EXERCISE INSTRUCTIONS: When you write out the records, keep every line exactly as it is.

RECORDS TO PROCESS:
+---+

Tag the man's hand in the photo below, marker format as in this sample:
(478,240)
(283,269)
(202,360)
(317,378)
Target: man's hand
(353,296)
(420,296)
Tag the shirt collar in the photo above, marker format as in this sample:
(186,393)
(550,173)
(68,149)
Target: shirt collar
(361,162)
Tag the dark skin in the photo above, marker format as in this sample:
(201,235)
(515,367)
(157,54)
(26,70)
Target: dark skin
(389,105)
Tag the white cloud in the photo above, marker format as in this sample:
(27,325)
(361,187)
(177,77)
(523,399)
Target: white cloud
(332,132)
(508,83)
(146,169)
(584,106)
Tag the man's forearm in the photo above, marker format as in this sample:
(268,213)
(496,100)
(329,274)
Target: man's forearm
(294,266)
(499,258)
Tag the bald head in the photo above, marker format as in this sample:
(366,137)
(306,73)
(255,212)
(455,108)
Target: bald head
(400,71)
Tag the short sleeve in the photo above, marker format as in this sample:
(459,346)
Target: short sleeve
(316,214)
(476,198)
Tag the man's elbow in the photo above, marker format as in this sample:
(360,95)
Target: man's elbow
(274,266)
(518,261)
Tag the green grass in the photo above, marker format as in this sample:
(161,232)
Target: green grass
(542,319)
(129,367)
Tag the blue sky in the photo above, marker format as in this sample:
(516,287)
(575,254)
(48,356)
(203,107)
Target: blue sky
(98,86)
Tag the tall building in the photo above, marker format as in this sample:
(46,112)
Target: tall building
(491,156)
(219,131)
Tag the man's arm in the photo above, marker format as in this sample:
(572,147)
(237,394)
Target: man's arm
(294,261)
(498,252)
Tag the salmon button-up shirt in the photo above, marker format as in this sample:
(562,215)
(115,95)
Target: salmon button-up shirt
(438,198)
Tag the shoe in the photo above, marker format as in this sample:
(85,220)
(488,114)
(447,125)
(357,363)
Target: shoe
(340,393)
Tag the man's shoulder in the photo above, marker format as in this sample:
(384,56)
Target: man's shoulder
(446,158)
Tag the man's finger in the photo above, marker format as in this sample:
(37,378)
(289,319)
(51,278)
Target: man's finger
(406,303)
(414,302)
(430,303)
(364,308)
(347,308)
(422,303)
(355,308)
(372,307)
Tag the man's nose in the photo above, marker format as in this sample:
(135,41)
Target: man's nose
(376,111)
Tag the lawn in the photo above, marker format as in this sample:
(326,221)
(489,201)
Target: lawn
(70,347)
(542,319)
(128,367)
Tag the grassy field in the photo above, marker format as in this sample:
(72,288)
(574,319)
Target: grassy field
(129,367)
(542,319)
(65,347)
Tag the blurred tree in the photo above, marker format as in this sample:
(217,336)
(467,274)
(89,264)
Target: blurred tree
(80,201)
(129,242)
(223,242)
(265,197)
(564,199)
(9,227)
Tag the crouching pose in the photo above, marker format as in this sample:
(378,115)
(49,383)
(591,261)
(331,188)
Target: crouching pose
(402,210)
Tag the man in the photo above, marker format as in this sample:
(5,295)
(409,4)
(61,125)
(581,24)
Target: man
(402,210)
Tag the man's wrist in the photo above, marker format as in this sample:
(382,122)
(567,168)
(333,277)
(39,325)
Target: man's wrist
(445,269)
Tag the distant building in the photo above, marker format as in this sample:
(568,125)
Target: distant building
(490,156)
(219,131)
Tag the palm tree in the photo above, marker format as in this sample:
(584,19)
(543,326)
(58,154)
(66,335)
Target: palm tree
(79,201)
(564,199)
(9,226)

+---+

RESPONSE AREA:
Tag the man's hand in the photo below, marker format as in this sample:
(478,240)
(283,269)
(202,360)
(317,378)
Target: man's hand
(353,296)
(420,296)
Tag the shirt collar in the photo above, marker format as in this sample:
(186,393)
(550,173)
(68,149)
Target: shirt collar
(361,162)
Tag the dark skin in the photo above, marker format as in this sample:
(201,235)
(515,367)
(157,54)
(26,70)
Target: dark skin
(389,105)
Tag the white cloud in the photo above, marker format as in this sample:
(27,325)
(361,187)
(177,77)
(523,399)
Target: white cloud
(332,132)
(508,83)
(146,169)
(584,106)
Tag the man's forearm in the photo above, marker format as in this sample:
(268,213)
(496,100)
(329,274)
Target: man's forearm
(294,266)
(499,258)
Tag the bald head in the photo above, marker format as in this sample:
(366,137)
(306,73)
(255,212)
(455,108)
Target: bald head
(400,71)
Tag the short sleeve in the photo above, marker format as in this sample:
(459,346)
Target: short sleeve
(316,214)
(476,198)
Tag the man's elbow in the photo above, marker format as in this sample:
(360,95)
Target: man's elbow
(274,266)
(518,261)
Tag the green grass in the photo above, marker format as in this sample:
(161,232)
Target: green grass
(542,319)
(129,367)
Tag the blue sky in the photo above, marker format as in this sample:
(516,287)
(575,254)
(48,356)
(203,107)
Target: blue sky
(98,86)
Tag the tall building in the photo above, marker format as in this sample:
(46,112)
Target: tall building
(491,156)
(219,131)
Tag the man's arm in the photo above, marker format as in this sample:
(572,147)
(237,394)
Target: man's arm
(294,261)
(498,252)
Tag the salmon button-up shirt in the photo above, marker format as in this sample:
(562,215)
(115,95)
Target: salmon button-up shirt
(438,198)
Tag the shoe in the photo above, marker format as in this sample:
(85,220)
(488,114)
(447,125)
(357,363)
Target: shoe
(340,393)
Tag the man's shoulder in the photo above, marker format as in this sample:
(384,56)
Target: man's shoulder
(446,158)
Tag the man's finger in the photo above, marker format as in this sample:
(37,378)
(289,319)
(51,278)
Target: man's finger
(406,303)
(414,302)
(430,303)
(364,308)
(347,308)
(422,303)
(355,308)
(372,307)
Tag the man's nose in the photo above, marker format as in this sample:
(135,41)
Target: man's nose
(376,111)
Tag the lawn in the photo above, marker format as in this sample:
(326,221)
(489,201)
Target: lawn
(70,347)
(542,319)
(128,367)
Tag the grassy field in the photo above, marker format as in this sample:
(72,288)
(574,319)
Target: grassy field
(129,367)
(542,319)
(65,347)
Tag the blurred tree in the photo above, marker format as in this sample:
(217,336)
(467,274)
(89,264)
Target: blurred tree
(80,201)
(129,242)
(223,242)
(265,197)
(564,199)
(9,227)
Tag the crouching pose in the photo above, marker format as in this sample:
(378,115)
(49,383)
(591,261)
(331,188)
Target: crouching pose
(402,210)
Tag the man in the photo above, marker format as in this sample:
(5,295)
(409,4)
(61,125)
(581,24)
Target: man
(402,210)
Tag the man's wrist in the photo above, marker format as in this sample:
(382,122)
(567,168)
(333,277)
(39,325)
Target: man's wrist
(445,269)
Tag the distant building in the photo above, marker format as in this sample:
(568,125)
Target: distant building
(490,156)
(219,131)
Tag the palm tree in the photo above, marker format as in this sample:
(584,19)
(543,326)
(58,154)
(66,335)
Target: palm tree
(79,201)
(564,199)
(9,226)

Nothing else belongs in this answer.